• INSTRUCTIONS FOR THE TASK
From the data below, repeat exactly the lines from the line with "Target: dust on dirt" to the line with "x=74, y=221", both included.
[DATASET EXCERPTS Boundary: Start]
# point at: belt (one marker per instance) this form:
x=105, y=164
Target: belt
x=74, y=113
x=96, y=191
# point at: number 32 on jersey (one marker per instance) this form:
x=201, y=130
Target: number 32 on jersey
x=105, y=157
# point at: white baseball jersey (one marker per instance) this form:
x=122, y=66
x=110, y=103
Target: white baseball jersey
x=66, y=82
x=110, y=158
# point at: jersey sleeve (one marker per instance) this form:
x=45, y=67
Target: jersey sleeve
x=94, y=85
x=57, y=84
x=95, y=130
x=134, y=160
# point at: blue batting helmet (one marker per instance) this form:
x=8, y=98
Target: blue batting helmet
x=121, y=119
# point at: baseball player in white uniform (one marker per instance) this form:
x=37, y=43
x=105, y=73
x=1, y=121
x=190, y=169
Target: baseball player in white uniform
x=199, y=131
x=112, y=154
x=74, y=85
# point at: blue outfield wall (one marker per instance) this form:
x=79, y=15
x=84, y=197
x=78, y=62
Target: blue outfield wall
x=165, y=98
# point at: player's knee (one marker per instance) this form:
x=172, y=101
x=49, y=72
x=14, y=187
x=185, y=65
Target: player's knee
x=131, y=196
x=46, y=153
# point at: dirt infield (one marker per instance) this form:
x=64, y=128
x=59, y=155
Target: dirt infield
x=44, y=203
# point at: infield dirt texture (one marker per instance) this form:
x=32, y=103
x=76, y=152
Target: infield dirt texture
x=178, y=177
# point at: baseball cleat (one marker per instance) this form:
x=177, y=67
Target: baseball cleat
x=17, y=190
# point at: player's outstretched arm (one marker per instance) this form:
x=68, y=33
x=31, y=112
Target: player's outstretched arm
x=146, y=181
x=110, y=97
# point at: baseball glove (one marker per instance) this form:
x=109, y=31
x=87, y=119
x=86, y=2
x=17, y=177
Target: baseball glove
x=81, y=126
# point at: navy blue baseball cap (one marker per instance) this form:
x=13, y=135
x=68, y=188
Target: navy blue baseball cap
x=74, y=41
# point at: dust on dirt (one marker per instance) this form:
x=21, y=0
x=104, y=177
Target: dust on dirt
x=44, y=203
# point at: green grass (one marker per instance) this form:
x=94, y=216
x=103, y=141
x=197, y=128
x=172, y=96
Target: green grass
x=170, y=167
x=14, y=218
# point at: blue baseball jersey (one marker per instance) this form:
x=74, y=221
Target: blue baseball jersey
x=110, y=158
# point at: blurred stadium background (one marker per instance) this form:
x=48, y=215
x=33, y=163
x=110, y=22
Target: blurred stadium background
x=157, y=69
[DATASET EXCERPTS Boundary: End]
• ANSWER TO THE EXERCISE
Target: dust on dirt
x=44, y=203
# point at: green grass (one marker per instance) this form:
x=94, y=216
x=103, y=141
x=197, y=128
x=172, y=96
Target: green grass
x=170, y=167
x=14, y=218
# point at: blue baseball jersey (one marker per instance) this form:
x=74, y=221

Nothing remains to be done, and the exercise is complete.